▶ [YOUR TASKS]:
1. Answer these from the passage on the Apple TV and iPad sales:
(a) Which console does the passage say can be used with the Kinect?
(b) What discount on the Apple TV does the passage say Apple could offer at the very least with the purchase of an iPad?
(c) What is Microsoft offering free with any Windows computer purchase over $699?
2. Swap "holiday season" for "back-to-school season" and write out everything in the Apple TV passage from "Here’s a suggestion: either" down to "very smart play).".

▶ [DOCUMENT PASSAGE]:
-=-=-

So unless you are a dedicated Apple enthusiast that does all of their movie viewing through iTunes (which is expensive compared to say Netflix), with the exception of AirPlay, there really isn’t much need to choose the Apple TV over the Roku, or if you’re even a casual gamer, to move up a price point to the Xbox or Playstation gives you more entertainment options (and with the Xbox 360 you can use the Kinect, which we’re big fans of).
Obviously, Apple knows that AirPlay is an advantage for the iPad 2 over other tablets, as AirPlay is heavily featured in iPad commercials. Also, the ever-increasing number of AirPlay enabled apps is just starting to hit a tipping point – expect a ton more very soon. That said, those commercials are iPad commercials not Apple TV ones, and the Apple TV is just a blip on the Apple revenue sheet, so we see Apple as having a problem here.
There have been a lot of rumors of a true Apple Television – screen and all – but again, we’re guessing here that unless you’re an Apple enthusiast (or Apple does something truly revolutionary) you’ll probably be just fine with any of the TVs you can pick up at Best Buy today – so we don’t really see the Apple Television as the thing that will sell iPads – and that’s what we’re trying to get at – how can Apple further drive iPad sales (if that is even possible)?
Here’s a suggestion: either when iOS 5 hits this fall (along with a new iPhone perhaps?) or perhaps more likely, for the holiday season, Apple should start bundling the current Apple TV box with all iPads.
It’s really pretty simple – the Apple TV right now is an iOS device accessory. At the very least, Apple could offer the Apple TV for half off ($50) with the purchase of an iPad or the activation of an iPhone 5, though we think that just throwing it in would really get Apple onto TVs the fastest, and make AirPlay a true differentiator. There is certainly precedent for this bundling – Apple has previously thrown in the iPod Touch with Macbook purchases for students, and Microsoft is offering a free Xbox 360 with any Windows computer purchase over $699 (Do you think that’s a coincidence to what we’re talking about here? Microsoft is making a very smart play).

-=-=-

(Entries for bounding box labeling)
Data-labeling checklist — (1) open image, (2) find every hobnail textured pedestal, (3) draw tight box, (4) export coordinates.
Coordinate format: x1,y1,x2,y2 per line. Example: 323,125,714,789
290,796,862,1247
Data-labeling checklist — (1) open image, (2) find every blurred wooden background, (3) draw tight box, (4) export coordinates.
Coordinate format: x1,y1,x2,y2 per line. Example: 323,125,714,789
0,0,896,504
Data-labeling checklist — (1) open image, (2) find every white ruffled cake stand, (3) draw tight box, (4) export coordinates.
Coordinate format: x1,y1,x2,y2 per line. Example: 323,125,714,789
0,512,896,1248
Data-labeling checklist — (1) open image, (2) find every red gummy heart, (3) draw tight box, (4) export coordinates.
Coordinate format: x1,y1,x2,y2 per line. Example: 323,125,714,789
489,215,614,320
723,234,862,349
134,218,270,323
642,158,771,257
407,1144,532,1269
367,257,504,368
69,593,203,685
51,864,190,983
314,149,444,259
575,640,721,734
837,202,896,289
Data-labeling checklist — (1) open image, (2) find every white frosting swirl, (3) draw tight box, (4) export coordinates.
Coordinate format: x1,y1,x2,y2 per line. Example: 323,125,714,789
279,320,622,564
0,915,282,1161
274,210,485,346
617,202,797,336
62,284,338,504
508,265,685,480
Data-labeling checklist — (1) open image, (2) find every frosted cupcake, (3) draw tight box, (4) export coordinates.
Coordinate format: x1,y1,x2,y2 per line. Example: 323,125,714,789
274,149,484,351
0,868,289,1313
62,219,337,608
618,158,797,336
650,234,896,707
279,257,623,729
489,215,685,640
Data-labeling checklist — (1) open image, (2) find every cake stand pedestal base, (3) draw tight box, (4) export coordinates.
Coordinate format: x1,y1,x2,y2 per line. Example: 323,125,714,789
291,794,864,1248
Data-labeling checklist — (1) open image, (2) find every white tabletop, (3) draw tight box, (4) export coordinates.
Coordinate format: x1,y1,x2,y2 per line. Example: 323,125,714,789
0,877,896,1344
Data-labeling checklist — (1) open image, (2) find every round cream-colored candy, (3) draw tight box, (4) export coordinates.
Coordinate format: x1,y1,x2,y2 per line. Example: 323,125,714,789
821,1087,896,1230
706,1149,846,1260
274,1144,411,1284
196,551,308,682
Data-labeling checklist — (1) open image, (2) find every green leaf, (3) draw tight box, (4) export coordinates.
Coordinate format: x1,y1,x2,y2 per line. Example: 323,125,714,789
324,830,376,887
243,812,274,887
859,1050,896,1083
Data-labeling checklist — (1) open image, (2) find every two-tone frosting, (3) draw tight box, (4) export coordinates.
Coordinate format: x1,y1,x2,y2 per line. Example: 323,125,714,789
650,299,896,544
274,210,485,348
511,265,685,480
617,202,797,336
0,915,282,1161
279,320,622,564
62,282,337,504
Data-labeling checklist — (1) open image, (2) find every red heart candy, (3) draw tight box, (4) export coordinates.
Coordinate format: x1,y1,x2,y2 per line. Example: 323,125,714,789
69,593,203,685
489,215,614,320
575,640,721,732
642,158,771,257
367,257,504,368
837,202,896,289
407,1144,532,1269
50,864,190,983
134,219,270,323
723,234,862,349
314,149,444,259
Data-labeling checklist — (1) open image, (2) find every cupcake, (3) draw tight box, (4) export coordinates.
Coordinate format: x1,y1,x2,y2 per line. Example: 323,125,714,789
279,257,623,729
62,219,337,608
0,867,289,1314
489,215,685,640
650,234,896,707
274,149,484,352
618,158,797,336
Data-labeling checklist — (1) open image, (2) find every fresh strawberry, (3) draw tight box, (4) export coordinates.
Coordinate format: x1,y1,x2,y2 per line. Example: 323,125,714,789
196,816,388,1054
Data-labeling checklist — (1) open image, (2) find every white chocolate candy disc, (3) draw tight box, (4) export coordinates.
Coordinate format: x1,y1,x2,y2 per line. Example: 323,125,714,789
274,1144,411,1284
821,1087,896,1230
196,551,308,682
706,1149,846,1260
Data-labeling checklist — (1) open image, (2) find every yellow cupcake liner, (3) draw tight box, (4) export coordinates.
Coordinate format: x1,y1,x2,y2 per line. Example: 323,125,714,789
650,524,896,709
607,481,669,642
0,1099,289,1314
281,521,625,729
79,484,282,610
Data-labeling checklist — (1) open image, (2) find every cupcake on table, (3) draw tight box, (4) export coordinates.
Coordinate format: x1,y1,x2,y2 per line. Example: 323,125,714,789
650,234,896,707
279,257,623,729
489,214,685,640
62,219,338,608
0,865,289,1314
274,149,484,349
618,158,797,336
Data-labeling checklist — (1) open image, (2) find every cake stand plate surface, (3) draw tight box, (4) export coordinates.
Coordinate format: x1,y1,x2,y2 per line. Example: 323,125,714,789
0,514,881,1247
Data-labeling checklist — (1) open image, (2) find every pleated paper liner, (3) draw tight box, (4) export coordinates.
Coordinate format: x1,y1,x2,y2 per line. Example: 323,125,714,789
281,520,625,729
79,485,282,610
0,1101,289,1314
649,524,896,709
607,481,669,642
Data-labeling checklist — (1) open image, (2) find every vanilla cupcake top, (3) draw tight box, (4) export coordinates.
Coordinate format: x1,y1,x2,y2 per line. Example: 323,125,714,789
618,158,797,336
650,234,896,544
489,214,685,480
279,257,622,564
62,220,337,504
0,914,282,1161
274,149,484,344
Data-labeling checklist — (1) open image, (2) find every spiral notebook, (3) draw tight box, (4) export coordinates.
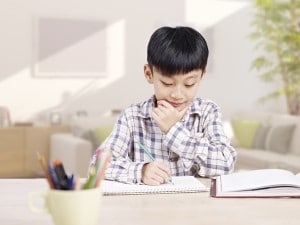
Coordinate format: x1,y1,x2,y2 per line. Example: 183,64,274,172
101,176,208,195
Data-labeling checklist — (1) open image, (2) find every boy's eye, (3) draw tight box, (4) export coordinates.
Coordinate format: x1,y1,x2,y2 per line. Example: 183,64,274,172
162,81,172,86
185,83,195,88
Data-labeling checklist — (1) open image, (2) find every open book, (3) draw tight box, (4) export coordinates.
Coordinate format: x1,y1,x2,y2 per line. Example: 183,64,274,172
210,169,300,197
101,176,208,195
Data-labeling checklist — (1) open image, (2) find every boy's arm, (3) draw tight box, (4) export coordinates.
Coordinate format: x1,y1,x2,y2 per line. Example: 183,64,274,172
165,104,236,176
91,114,144,183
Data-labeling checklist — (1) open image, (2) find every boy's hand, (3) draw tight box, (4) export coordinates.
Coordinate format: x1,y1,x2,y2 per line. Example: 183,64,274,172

-=-=-

▶ [COMPLETE ANSWERS]:
1.
(a) The Xbox 360.
(b) Half off ($50).
(c) A free Xbox 360.

2.
Here’s a suggestion: either when iOS 5 hits this fall (along with a new iPhone perhaps?) or perhaps more likely, for the back-to-school season, Apple should start bundling the current Apple TV box with all iPads.
It’s really pretty simple – the Apple TV right now is an iOS device accessory. At the very least, Apple could offer the Apple TV for half off ($50) with the purchase of an iPad or the activation of an iPhone 5, though we think that just throwing it in would really get Apple onto TVs the fastest, and make AirPlay a true differentiator. There is certainly precedent for this bundling – Apple has previously thrown in the iPod Touch with Macbook purchases for students, and Microsoft is offering a free Xbox 360 with any Windows computer purchase over $699 (Do you think that’s a coincidence to what we’re talking about here? Microsoft is making a very smart play).